*YOUR INSTRUCTIONS*: Take the entries below and print, exactly, the stretch from the line containing "150L125 145L120 149L119" through the line containing "positive clicks: (125, 177)", both included.

────────

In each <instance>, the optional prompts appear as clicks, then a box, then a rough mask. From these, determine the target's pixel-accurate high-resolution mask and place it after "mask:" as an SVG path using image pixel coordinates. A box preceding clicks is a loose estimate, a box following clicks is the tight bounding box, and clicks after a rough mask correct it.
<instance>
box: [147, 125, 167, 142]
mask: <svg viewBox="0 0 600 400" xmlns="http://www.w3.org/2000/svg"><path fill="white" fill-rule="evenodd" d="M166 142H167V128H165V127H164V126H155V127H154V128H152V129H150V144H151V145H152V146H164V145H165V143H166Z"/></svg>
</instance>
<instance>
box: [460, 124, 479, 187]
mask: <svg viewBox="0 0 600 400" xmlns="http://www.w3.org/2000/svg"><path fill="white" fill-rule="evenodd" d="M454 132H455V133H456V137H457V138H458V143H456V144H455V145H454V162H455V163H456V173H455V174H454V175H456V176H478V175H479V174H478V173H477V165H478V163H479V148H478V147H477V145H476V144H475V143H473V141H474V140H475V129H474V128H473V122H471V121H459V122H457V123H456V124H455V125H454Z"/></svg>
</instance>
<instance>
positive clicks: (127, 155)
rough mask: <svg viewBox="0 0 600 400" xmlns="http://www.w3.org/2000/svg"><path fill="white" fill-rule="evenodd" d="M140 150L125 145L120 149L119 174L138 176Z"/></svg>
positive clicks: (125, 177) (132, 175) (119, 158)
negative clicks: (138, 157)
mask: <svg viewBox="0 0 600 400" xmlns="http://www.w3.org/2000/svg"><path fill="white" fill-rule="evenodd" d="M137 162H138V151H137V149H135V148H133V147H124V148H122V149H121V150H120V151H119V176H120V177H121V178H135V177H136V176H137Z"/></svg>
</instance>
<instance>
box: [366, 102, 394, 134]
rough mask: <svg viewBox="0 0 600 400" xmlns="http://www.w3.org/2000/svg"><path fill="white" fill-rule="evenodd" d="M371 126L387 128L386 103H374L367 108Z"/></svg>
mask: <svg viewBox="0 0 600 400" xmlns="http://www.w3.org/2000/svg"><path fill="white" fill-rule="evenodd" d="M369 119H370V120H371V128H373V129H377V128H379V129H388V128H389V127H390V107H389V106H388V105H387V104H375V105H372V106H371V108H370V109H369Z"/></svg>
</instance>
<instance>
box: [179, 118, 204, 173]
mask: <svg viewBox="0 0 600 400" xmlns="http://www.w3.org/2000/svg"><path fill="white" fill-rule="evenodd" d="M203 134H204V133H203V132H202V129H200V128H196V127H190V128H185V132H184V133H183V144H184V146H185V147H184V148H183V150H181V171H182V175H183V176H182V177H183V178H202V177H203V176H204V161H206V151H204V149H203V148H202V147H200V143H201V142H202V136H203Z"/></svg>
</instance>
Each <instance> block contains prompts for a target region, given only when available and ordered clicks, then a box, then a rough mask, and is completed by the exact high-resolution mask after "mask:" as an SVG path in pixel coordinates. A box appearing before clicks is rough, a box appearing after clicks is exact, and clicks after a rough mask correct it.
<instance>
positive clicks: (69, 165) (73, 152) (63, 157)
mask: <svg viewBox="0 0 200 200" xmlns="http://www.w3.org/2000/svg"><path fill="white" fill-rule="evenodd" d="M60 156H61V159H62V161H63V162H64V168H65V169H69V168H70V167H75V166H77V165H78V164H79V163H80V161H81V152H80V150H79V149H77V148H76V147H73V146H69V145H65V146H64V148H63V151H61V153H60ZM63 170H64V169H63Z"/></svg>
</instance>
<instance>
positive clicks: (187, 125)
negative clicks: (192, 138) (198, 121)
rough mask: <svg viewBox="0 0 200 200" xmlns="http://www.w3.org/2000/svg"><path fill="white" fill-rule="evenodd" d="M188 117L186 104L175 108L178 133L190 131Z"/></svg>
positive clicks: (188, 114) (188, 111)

────────

*WRITTEN SOLUTION*:
rough mask: <svg viewBox="0 0 600 400" xmlns="http://www.w3.org/2000/svg"><path fill="white" fill-rule="evenodd" d="M140 150L125 145L120 149L119 174L138 176Z"/></svg>
positive clicks: (125, 177) (132, 175) (119, 158)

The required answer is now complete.